• [Exercise objective]
Below are some entries; reproduce them exactly and leave every picture out.

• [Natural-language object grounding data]
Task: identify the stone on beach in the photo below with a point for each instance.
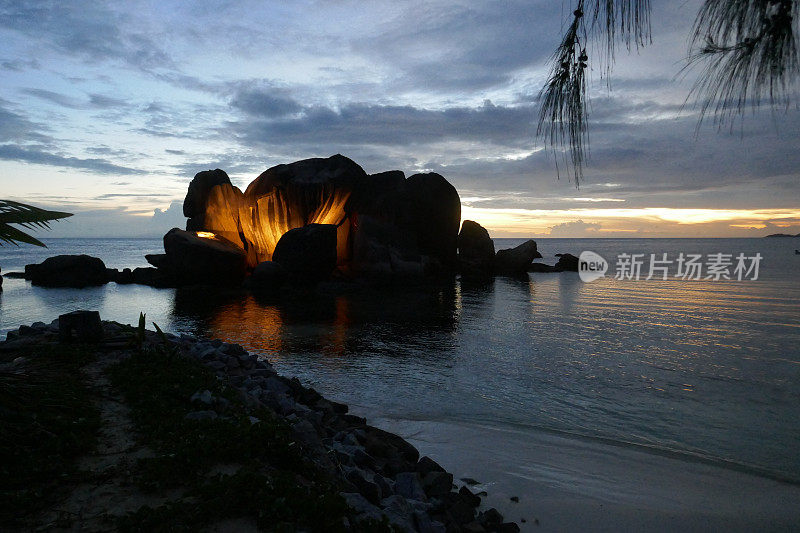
(192, 259)
(76, 271)
(516, 260)
(308, 253)
(85, 325)
(475, 250)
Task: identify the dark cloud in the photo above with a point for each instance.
(390, 125)
(35, 155)
(20, 65)
(145, 196)
(104, 102)
(465, 46)
(576, 228)
(264, 103)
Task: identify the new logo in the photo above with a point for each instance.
(591, 266)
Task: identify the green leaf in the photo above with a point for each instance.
(27, 216)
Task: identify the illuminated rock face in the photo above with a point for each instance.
(421, 213)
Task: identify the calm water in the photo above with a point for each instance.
(701, 368)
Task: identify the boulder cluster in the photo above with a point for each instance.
(307, 222)
(380, 473)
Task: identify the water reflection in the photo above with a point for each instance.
(332, 324)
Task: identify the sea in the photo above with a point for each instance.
(695, 367)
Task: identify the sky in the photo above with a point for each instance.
(108, 109)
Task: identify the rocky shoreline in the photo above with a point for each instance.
(379, 474)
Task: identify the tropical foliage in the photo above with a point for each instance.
(746, 51)
(28, 217)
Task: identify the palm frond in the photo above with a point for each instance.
(749, 57)
(27, 216)
(563, 100)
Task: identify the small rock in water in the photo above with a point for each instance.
(201, 415)
(204, 397)
(468, 497)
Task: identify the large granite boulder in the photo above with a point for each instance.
(377, 195)
(192, 259)
(308, 253)
(194, 205)
(516, 260)
(422, 212)
(430, 213)
(381, 250)
(268, 276)
(475, 250)
(284, 197)
(68, 271)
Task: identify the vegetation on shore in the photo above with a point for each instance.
(245, 464)
(48, 420)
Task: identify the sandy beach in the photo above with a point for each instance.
(574, 485)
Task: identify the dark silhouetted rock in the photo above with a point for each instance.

• [Output for this exercise]
Task: identify the stone on beach in the photo below with a point for each instance.
(192, 259)
(76, 271)
(516, 260)
(308, 253)
(85, 325)
(475, 250)
Task: identify the dark cloud in the photo above with a point for each instance.
(390, 125)
(35, 155)
(20, 65)
(145, 196)
(104, 102)
(465, 46)
(576, 228)
(264, 103)
Task: identify the new logo in the photo above with a point for each instance.
(591, 266)
Task: identify the green leaf in the photo above with a point for each instance.
(27, 216)
Task: identify the illuminated rock face in the photo above with a point for each instance.
(421, 213)
Task: identify the calm water in the photo above with a point for each instance.
(701, 368)
Task: identify the boulder cluster in the photo above with a point for each instance.
(307, 222)
(380, 473)
Task: identify the water reflection in the photo above with a point for each instance.
(332, 324)
Task: identify the sea in the photo above with a point for each instance.
(695, 367)
Task: identify the sky in the photo above with a point for each instance.
(108, 109)
Task: identify the rocky shoreline in the photo above with a point for each instance.
(379, 474)
Task: identify the tropical foliage in the photo above with a point for each instance.
(746, 51)
(28, 217)
Task: identify the palm frond in the photo above with a point for each instance.
(749, 57)
(27, 216)
(563, 100)
Task: identify the small rock in water in the photo above with a point for each instance.
(201, 415)
(204, 397)
(468, 497)
Task: identify the large granite boulder in the photo above with a point for each instance.
(377, 195)
(192, 259)
(308, 253)
(194, 205)
(516, 260)
(422, 212)
(430, 213)
(381, 250)
(268, 276)
(475, 250)
(284, 197)
(68, 271)
Task: identify the vegetation on shore in the photo above with a point for each instance.
(245, 464)
(48, 420)
Task: identify the sandy beach in the photo above with a point for each instance.
(574, 485)
Task: identify the dark silhouetted rock in the photo above with a point for each instance.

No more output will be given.